Extracted records:
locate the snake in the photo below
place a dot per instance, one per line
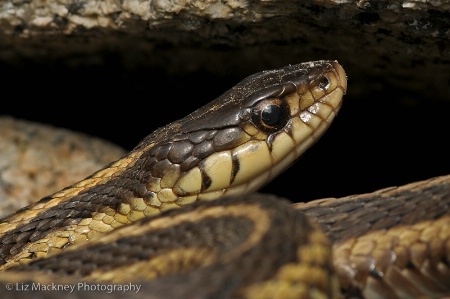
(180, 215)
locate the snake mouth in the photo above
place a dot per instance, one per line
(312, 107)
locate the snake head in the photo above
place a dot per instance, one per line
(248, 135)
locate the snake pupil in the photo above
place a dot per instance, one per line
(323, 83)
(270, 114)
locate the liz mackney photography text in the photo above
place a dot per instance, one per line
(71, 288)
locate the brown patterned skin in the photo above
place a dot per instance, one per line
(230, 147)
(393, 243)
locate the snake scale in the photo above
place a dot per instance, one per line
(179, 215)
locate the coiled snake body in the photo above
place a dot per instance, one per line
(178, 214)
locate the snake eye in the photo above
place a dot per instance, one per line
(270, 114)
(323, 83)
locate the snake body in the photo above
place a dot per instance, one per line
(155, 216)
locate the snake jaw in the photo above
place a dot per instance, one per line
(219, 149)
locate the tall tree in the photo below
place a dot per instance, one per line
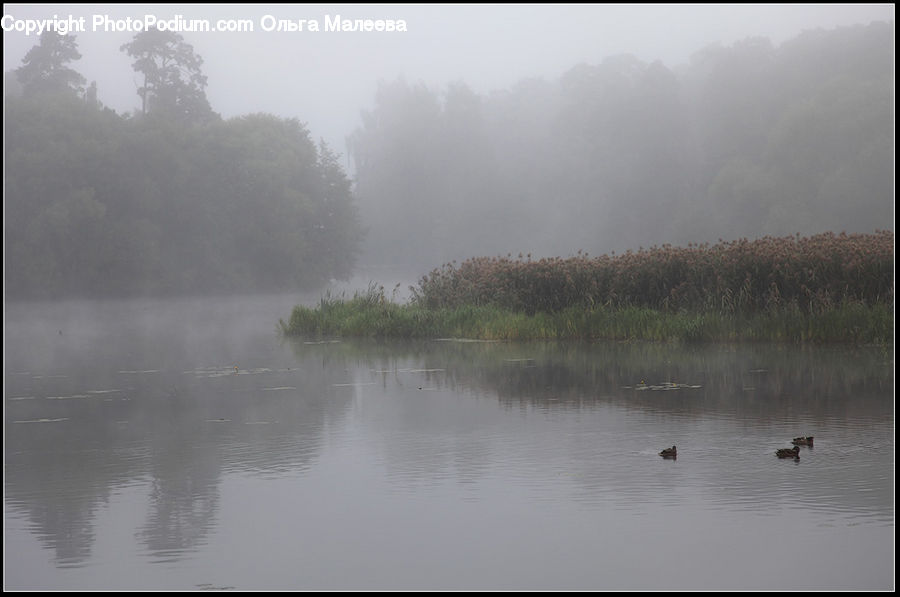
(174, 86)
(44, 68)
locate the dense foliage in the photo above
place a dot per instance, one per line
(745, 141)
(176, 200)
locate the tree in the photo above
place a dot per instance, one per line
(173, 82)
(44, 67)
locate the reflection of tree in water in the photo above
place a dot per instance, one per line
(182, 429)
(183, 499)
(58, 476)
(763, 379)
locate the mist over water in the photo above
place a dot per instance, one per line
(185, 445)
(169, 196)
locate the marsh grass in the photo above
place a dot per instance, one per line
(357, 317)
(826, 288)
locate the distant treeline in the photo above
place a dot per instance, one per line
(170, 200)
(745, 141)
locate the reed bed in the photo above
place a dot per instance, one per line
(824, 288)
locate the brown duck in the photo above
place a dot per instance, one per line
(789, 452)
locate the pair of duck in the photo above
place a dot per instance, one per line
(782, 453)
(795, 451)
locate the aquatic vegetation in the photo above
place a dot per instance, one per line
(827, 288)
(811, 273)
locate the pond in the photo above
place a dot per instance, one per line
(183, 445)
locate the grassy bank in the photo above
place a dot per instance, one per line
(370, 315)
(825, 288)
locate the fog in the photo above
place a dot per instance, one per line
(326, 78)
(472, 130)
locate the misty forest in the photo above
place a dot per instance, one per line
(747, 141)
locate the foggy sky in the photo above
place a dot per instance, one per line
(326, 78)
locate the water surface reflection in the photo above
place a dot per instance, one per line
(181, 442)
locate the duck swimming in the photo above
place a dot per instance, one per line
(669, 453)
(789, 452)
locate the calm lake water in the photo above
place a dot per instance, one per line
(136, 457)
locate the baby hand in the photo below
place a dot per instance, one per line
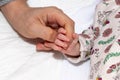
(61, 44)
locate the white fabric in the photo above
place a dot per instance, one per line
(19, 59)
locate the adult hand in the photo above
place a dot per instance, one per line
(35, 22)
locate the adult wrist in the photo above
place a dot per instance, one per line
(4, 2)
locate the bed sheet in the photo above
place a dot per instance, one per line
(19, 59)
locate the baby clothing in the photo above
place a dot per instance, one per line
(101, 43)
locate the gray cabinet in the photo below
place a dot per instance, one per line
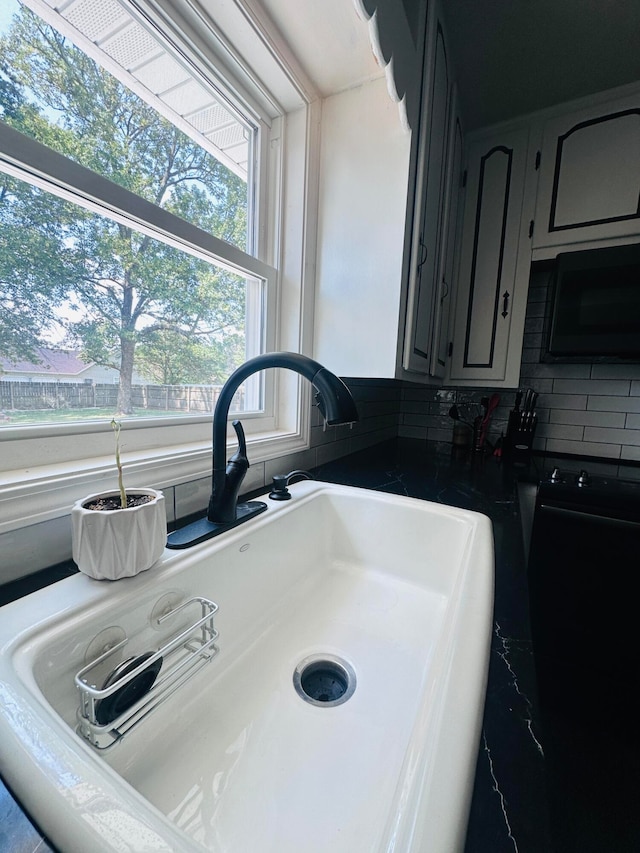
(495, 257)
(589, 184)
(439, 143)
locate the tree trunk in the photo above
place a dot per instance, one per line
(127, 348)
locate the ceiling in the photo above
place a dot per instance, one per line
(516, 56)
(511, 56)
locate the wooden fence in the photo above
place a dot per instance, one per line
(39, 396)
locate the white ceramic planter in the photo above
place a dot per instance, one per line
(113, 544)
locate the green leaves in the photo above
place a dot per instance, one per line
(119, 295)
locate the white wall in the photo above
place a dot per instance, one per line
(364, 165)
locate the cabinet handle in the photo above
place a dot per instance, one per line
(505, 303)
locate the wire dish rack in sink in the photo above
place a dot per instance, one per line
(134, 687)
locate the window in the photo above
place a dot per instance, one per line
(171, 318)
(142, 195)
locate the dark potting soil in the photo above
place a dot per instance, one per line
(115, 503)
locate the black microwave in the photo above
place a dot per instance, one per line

> [SET TASK]
Reproduce the full material exactly, excluding the pictures.

> [SOLUTION FOR THIS PROBLEM]
locate the snake in the photo below
place a dot per instance, one per line
(180, 215)
locate the snake mouth in the photo above
place a dot per instance, one per line
(312, 107)
locate the snake head in the photo above
place a dot per instance, one per line
(248, 135)
locate the snake pupil in the photo above
place a dot per instance, one per line
(323, 83)
(270, 114)
locate the liz mackney photography text in the photo above
place a dot per instance, one per line
(71, 288)
locate the brown patterned skin in the photo above
place a dot per instance, one per line
(230, 147)
(393, 243)
locate the snake scale in the photo above
place a dot per instance, one per line
(179, 215)
locate the coiled snake body in the photo above
place a dot per instance, one per line
(178, 214)
locate the snake eye in the photo above
place a dot per instance, one per line
(270, 114)
(323, 83)
locate the snake body in the photo above
place a dot per instance, one per line
(155, 216)
locate the snake jaw in the photo above
place a dot per instance, one per line
(219, 149)
locate the tall tree in the photo below
place a dot per instance, one per line
(174, 86)
(44, 68)
locate the dense foliage in the photo above
place a dot per instance, one per line
(745, 141)
(176, 200)
locate the tree in the photo above
place a dot per instance, one per line
(173, 82)
(44, 67)
locate the reflection of tree in water in the photo above
place a dot per instance, one per line
(182, 429)
(183, 499)
(58, 476)
(763, 379)
locate the mist over water in the photo above
place a dot per instance, one per line
(185, 445)
(169, 196)
locate the marsh grass in the photo above
place a dot per instance, one per line
(357, 317)
(826, 288)
locate the distant treeline in the photo above
place a dot per instance, one per line
(170, 200)
(745, 141)
locate the reed bed in the photo above
place a dot per instance, one per line
(824, 288)
locate the brown duck in the photo above
place a dot per instance, one per line
(789, 452)
locate the pair of duck in the photo above
place a dot per instance, one per line
(782, 453)
(795, 451)
locate the aquatic vegetation in the photo above
place a dot per instance, one per line
(827, 288)
(811, 273)
locate the pond in the photo above
place a dot per instance, one per line
(183, 445)
locate the grassy bank in the photo above
place a dot per instance, one per line
(370, 315)
(825, 288)
locate the fog in the photo above
place a dot per instance, one per line
(326, 78)
(472, 130)
locate the misty forest in the photo above
place a dot per instance, one per line
(747, 141)
locate the foggy sky in the photo above
place a dot per instance, one per line
(326, 78)
locate the water surface reflection in the photo above
place a dot per instance, one per line
(181, 442)
locate the duck swimming in the photo above
place a dot per instance, one per line
(669, 453)
(789, 452)
locate the calm lake water in the photo above
place a dot per instance, one per line
(136, 457)
locate the baby hand in the photo below
place a dot per instance, one per line
(61, 44)
locate the white fabric in the photo above
place a dot per instance, one per line
(19, 59)
locate the adult hand in the photo above
place a dot per instance, one per line
(35, 22)
locate the adult wrist in the photo above
place a dot per instance, one per line
(4, 2)
locate the bed sheet in the photo above
place a dot per instance, one per line
(19, 59)
locate the baby clothing in the photo above
place a dot per instance, one per line
(101, 43)
locate the gray cabinet in the photo below
place a dot per instance, one per line
(495, 257)
(589, 184)
(439, 143)
locate the tree trunk in the photo above
place a dot per instance, one per line
(127, 348)
locate the ceiling in the photo above
place a dot per instance, one per line
(516, 56)
(511, 56)
locate the wooden fence in the photo above
place a dot per instance, one per line
(39, 396)
locate the white ceramic planter in the photo above
place a dot per instance, one per line
(113, 544)
locate the green leaves in the photo above
place a dot per instance, one per line
(119, 295)
locate the white wall in the photo above
place a dot per instance, one per line
(364, 165)
locate the cabinet handle in the photo above
place a dot per instance, one per line
(505, 303)
locate the wire dish rack in sink in the photo above
place a dot per instance, one per line
(134, 687)
locate the window in the photo above
place a dot per instance, one per line
(171, 318)
(142, 195)
locate the dark potting soil in the photo above
place a dot per instance, one per line
(115, 503)
locate the black microwave in the photo above
place a dot per instance, one per line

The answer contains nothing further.